**Tarea a realizar:**
Extrae del listado cada línea que contenga la palabra "green", distinguiendo entre mayúsculas y minúsculas.

**Entradas extraídas:**
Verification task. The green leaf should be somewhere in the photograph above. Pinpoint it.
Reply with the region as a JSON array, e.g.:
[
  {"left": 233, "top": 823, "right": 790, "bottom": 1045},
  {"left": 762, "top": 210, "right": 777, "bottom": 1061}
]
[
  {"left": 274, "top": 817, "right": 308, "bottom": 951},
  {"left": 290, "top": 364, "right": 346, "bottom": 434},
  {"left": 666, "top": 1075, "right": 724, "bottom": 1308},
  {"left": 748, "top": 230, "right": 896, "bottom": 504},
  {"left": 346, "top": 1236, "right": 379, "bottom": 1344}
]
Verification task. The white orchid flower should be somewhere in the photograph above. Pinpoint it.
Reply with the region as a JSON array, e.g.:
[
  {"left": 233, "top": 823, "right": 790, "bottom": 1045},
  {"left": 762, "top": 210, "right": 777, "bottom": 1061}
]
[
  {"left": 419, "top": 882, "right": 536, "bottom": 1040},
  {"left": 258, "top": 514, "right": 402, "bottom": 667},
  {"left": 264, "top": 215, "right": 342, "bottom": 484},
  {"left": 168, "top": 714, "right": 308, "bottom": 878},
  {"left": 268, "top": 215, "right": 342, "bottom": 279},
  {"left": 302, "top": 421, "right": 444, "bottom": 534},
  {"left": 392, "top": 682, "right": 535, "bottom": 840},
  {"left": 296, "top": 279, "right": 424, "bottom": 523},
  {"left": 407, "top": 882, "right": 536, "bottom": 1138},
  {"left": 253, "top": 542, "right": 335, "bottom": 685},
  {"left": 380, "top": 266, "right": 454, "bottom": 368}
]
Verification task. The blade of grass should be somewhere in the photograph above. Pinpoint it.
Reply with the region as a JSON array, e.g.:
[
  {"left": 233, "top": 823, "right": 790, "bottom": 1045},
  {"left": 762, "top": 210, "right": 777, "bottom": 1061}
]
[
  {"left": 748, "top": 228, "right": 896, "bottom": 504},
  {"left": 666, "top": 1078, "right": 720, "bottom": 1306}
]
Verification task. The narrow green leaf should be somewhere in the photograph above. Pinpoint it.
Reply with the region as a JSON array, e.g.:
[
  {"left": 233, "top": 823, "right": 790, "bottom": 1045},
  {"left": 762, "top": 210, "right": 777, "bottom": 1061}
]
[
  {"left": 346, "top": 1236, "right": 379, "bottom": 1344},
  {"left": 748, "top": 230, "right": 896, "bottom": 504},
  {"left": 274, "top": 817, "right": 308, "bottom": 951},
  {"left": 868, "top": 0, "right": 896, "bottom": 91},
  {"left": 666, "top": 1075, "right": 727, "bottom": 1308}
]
---
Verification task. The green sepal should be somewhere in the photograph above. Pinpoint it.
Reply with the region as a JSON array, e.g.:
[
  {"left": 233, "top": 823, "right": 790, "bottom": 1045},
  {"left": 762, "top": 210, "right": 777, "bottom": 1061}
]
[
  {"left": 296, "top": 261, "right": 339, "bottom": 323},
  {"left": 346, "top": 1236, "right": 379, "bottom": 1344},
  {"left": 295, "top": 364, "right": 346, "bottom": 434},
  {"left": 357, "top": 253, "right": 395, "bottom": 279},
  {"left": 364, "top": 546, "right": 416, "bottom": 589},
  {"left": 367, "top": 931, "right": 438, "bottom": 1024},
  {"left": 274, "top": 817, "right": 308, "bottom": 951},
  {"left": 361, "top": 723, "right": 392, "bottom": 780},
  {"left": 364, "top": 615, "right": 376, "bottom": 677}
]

**Respuesta a la tarea:**
Verification task. The green leaf should be somewhere in the photograph above. Pinpoint it.
Verification task. The narrow green leaf should be somewhere in the photograph above. Pinpoint it.
Verification task. The green sepal should be somewhere in the photograph above. Pinpoint it.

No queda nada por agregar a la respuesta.